### Exercise brief
Check which lines of the entries that follow hold "hand", then give the number of those lines and nothing more.

(Natural language region descriptions)
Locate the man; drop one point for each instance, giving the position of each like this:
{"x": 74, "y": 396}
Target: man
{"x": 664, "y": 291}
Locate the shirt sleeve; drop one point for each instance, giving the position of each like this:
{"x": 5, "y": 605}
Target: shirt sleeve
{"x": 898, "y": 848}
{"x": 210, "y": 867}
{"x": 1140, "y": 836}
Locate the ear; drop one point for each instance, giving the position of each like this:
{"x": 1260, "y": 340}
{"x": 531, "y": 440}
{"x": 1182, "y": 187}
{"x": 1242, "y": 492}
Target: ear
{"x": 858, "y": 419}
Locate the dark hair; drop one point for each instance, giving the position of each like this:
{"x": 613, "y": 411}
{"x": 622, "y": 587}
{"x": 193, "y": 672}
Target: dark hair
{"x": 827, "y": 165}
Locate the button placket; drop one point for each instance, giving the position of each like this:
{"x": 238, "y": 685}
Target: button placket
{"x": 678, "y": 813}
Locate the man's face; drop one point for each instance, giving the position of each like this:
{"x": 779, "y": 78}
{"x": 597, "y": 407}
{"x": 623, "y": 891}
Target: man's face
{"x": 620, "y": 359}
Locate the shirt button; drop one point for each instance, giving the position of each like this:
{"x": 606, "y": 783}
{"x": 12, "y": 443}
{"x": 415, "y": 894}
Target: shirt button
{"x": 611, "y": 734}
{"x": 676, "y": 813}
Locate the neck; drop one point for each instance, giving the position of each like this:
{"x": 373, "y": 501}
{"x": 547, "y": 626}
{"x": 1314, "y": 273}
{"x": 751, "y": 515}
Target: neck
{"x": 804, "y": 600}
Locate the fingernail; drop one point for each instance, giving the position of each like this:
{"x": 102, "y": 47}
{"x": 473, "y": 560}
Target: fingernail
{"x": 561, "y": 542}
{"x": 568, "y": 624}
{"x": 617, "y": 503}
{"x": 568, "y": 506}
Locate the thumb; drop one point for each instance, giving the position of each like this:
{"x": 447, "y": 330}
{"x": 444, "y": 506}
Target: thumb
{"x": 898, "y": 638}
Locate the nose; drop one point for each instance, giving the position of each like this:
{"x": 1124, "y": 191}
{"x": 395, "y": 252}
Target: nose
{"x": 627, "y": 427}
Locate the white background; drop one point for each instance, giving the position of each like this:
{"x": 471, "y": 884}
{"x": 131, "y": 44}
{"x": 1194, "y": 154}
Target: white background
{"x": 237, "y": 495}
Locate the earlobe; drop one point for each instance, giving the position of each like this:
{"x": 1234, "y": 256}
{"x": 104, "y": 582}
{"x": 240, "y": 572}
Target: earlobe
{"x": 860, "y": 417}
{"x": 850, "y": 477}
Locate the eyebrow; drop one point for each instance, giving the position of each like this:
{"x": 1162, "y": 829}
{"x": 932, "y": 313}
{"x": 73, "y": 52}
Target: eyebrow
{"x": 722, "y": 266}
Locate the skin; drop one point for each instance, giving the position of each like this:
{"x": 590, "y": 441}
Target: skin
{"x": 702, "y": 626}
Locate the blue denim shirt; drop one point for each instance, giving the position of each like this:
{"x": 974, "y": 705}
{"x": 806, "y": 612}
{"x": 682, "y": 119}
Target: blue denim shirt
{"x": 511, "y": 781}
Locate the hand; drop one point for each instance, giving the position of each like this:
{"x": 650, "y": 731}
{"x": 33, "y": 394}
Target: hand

### Answer
2